Introduction
Financial crises have the potential to disorient business performances and increase chances of bankruptcy. Organizational leaders should apply appropriate strategies to meet their financial obligations and maximize profits. Challenges emerge when corporations’ assets and financial instruments lose their value. The occurrence of this predicament makes it impossible for the affected companies to pursue their goals. Revlon, one of the leading corporations in the American cosmetic sector, is presently struggling financially and incapable of managing the recorded debt load. Revlon needs to improve its cash flows, restructure current debts, and cut operational costs to get rid of the current problems. The inclusion of cost and focus competitive advantages will help transform its business performance.
Revlon’s Financial Plan
Revlon presents a perfect example of a large corporation struggling financially. In the second quarter of the year 2022, the company reported sales amounting to 442.6 million US dollars (Citybiz, 2022). During the same quarter in 2021, the net sales stood at 497.4 million US dollars (see Table 1). Its operating loss has increased during the second quarter of this year to stand at 29.5 million US dollars while the recorded amount for the second quarter of 2021 was 14.5 million US dollars (see Table 1). The company adjusted EBITDA declined by around 12.1 million US dollars (63.9-51.8) in the second quarters of 2021 to 2022 (see Table 1).

**Required actions:**
1) In the Revlon passage, what were the company's net sales in the second quarter of 2021?
2) Reproduce word for word everything in the Revlon passage from "Introduction" down to "its business performance.".
3) Put this sentence from the Revlon passage into Spanish: "Revlon presents a perfect example of a large corporation struggling financially."
The rows have no connection to the Revlon passage.

**Entries provided:**
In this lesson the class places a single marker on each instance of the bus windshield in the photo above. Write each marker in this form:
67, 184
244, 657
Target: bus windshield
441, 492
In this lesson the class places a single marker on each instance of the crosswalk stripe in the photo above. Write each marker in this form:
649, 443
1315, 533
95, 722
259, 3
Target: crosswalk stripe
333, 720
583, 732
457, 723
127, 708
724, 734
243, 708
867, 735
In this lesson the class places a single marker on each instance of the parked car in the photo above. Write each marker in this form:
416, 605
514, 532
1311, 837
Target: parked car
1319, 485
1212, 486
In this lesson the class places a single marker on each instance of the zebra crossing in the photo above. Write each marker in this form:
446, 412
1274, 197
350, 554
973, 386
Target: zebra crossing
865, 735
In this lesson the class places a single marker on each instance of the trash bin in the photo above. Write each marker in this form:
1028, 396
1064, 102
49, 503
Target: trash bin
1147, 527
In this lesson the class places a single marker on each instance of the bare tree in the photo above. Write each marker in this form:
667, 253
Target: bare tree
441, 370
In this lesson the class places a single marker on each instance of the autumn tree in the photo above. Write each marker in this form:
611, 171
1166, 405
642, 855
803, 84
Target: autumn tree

**Answers:**
1) 497.4 million US dollars.

2)
Introduction
Financial crises have the potential to disorient business performances and increase chances of bankruptcy. Organizational leaders should apply appropriate strategies to meet their financial obligations and maximize profits. Challenges emerge when corporations’ assets and financial instruments lose their value. The occurrence of this predicament makes it impossible for the affected companies to pursue their goals. Revlon, one of the leading corporations in the American cosmetic sector, is presently struggling financially and incapable of managing the recorded debt load. Revlon needs to improve its cash flows, restructure current debts, and cut operational costs to get rid of the current problems. The inclusion of cost and focus competitive advantages will help transform its business performance.

3) Revlon presenta un ejemplo perfecto de una gran corporación con dificultades financieras.